- _What you have to do_
Rewrite the records below, replacing every "Quality-assurance round" with "Review pass" and keeping all other text the same.

- _Data shown_

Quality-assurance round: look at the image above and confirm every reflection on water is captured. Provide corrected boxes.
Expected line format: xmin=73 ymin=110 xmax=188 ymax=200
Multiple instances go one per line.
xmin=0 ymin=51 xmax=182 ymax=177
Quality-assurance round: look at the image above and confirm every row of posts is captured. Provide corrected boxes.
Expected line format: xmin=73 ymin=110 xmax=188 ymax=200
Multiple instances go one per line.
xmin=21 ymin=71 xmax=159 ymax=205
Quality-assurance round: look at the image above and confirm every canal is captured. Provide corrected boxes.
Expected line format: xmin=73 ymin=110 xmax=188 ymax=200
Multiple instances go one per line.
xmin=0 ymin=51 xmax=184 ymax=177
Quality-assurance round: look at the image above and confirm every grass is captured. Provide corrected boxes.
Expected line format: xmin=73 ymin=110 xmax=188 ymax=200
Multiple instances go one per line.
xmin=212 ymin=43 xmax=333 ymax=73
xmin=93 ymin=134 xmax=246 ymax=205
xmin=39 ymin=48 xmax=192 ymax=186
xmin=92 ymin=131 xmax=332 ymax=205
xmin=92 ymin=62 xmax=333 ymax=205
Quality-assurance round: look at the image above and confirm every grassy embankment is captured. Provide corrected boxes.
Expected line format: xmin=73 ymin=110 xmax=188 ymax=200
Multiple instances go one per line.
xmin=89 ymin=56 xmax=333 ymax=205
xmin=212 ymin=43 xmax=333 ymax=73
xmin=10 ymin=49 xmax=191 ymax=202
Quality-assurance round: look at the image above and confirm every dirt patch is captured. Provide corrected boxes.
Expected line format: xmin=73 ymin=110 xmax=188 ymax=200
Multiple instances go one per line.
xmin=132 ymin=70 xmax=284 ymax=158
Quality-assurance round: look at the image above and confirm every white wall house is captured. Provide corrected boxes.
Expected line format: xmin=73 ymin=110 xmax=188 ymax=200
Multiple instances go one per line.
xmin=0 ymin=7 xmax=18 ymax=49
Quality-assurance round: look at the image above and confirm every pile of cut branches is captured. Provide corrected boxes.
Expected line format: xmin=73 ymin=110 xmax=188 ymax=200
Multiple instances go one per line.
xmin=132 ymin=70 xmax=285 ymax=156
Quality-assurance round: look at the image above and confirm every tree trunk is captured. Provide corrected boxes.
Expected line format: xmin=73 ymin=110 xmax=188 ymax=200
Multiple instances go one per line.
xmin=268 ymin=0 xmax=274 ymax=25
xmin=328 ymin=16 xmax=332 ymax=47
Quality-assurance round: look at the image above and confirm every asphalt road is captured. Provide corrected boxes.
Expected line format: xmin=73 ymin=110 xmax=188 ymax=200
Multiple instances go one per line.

- _Written response_
Review pass: look at the image above and confirm every reflection on water is captured. Provide corrected boxes.
Expected line format: xmin=73 ymin=110 xmax=188 ymax=200
Multiple instances go one per line.
xmin=0 ymin=51 xmax=182 ymax=177
Review pass: look at the image above and confirm every row of posts is captured. Provide corrected boxes.
Expected line format: xmin=73 ymin=110 xmax=188 ymax=200
Multiple instances go one per line.
xmin=21 ymin=71 xmax=159 ymax=205
Review pass: look at the image above and confirm every canal is captured. Provide corrected boxes.
Expected line format: xmin=73 ymin=110 xmax=188 ymax=200
Multiple instances go one per line.
xmin=0 ymin=51 xmax=184 ymax=177
Review pass: look at the image above and confirm every grass is captured. Provide corrected boxes.
Expected line format: xmin=73 ymin=110 xmax=188 ymax=200
Multiple instances go one per line.
xmin=212 ymin=43 xmax=333 ymax=73
xmin=93 ymin=134 xmax=246 ymax=205
xmin=39 ymin=48 xmax=192 ymax=186
xmin=92 ymin=131 xmax=332 ymax=205
xmin=92 ymin=62 xmax=333 ymax=205
Review pass: look at the image above and confirm every grassy embankment is captured. Provide corrected boxes.
Expected line format: xmin=73 ymin=110 xmax=188 ymax=200
Multiple instances go one per line.
xmin=89 ymin=56 xmax=333 ymax=205
xmin=212 ymin=43 xmax=333 ymax=73
xmin=10 ymin=49 xmax=191 ymax=202
Review pass: look at the image above and confirm every dirt patch is captured. Provide corrected boxes.
Expected line format: xmin=73 ymin=110 xmax=188 ymax=200
Multiple instances go one per line.
xmin=132 ymin=70 xmax=284 ymax=158
Review pass: look at the image above and confirm every white wall house is captured. Provide corrected boxes.
Expected line format: xmin=73 ymin=110 xmax=188 ymax=200
Multiple instances go one per line.
xmin=0 ymin=7 xmax=18 ymax=49
Review pass: look at the image above and confirm every pile of cut branches is captured. Provide corrected boxes.
Expected line format: xmin=73 ymin=110 xmax=188 ymax=200
Multiple instances go one per line.
xmin=132 ymin=70 xmax=285 ymax=156
Review pass: look at the image above and confirm every tree trunk is captured. Provide corrected boxes.
Expected line format: xmin=73 ymin=110 xmax=188 ymax=200
Multiple instances go one per line.
xmin=268 ymin=0 xmax=274 ymax=25
xmin=328 ymin=16 xmax=332 ymax=47
Review pass: look at the image above and confirm every asphalt road is captured. Provide corrected boxes.
Expected line format: xmin=73 ymin=110 xmax=188 ymax=200
Multiple instances go one per line.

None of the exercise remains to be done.